Provide captions for video content
Prerecorded video with audio must have synchronized captions. Live video must have real-time captions. This is required by WCAG 2.1 SC 1.2.2 and SC 1.2.4.
- Prerecorded video with audio: synchronized captions required — WCAG 2.1 SC 1.2.2 (Level AA)
- Live video with audio: real-time captions required — WCAG 2.1 SC 1.2.4 (Level AA)
- Use `<track kind='captions'>` with a `.vtt` (WebVTT) file for HTML5 `<video>` elements
- Captions must include all spoken dialogue, speaker identification, and relevant non-speech audio (music, sound effects)
- Subtitles and captions are different: captions include non-speech audio; subtitles translate dialogue only
Rule Details
Captions provide a synchronized text-based representation of all audio content in a video. WCAG 1.2.2 Captions (Prerecorded) (opens in new tab), WCAG 1.2.4 Captions (Live) (opens in new tab), and the <track> element reference (opens in new tab) all treat captions as a first-class part of the video experience.
Code Examples
<!-- ✅ Correct: <track kind="captions"> with WebVTT file -->
<video controls width="800">
<source src="presentation.mp4" type="video/mp4">
<source src="presentation.webm" type="video/webm">
<!-- Captions for deaf/hard-of-hearing (includes non-speech audio) -->
<track
kind="captions"
srclang="en"
label="English captions"
src="captions-en.vtt"
default>
<!-- Subtitles are for translation only — do NOT substitute for captions -->
<track
kind="subtitles"
srclang="fr"
label="Français"
src="subtitles-fr.vtt">
<p>Your browser does not support HTML video. <a href="presentation.mp4">Download the video</a>.</p>
</video>WebVTT File Format
WEBVTT
00:00:01.000 --> 00:00:04.000
Welcome to the Frontend Checklist workshop.
00:00:04.500 --> 00:00:08.000
Today we'll cover accessibility fundamentals.

• **DATA SHOWN**
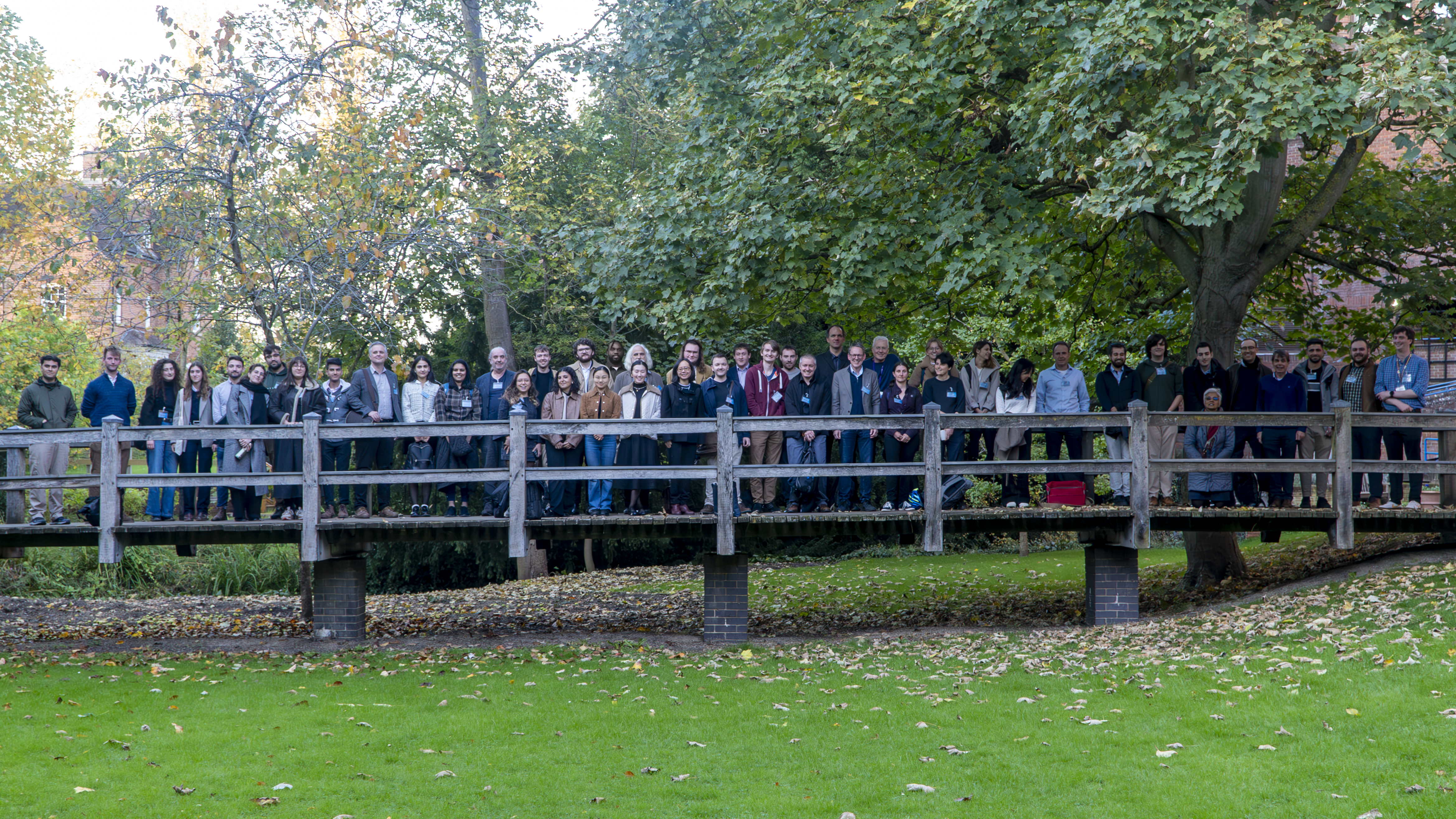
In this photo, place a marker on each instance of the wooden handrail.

* * *

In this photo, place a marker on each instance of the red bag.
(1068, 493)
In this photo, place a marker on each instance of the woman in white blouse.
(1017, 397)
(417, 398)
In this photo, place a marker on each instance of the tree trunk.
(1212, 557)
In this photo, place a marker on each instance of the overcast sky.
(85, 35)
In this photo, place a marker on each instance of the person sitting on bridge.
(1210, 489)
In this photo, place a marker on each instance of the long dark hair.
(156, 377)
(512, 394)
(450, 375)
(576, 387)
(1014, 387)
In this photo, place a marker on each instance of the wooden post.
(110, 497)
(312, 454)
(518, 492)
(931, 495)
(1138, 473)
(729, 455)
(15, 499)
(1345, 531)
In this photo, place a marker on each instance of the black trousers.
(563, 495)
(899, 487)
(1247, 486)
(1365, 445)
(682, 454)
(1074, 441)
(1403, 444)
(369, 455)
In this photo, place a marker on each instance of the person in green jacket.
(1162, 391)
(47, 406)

• **REQUIRED TASK**
According to the text on video captions, what do captions include that subtitles do not?

• **THE REPLY**
Non-speech audio, such as music and sound effects.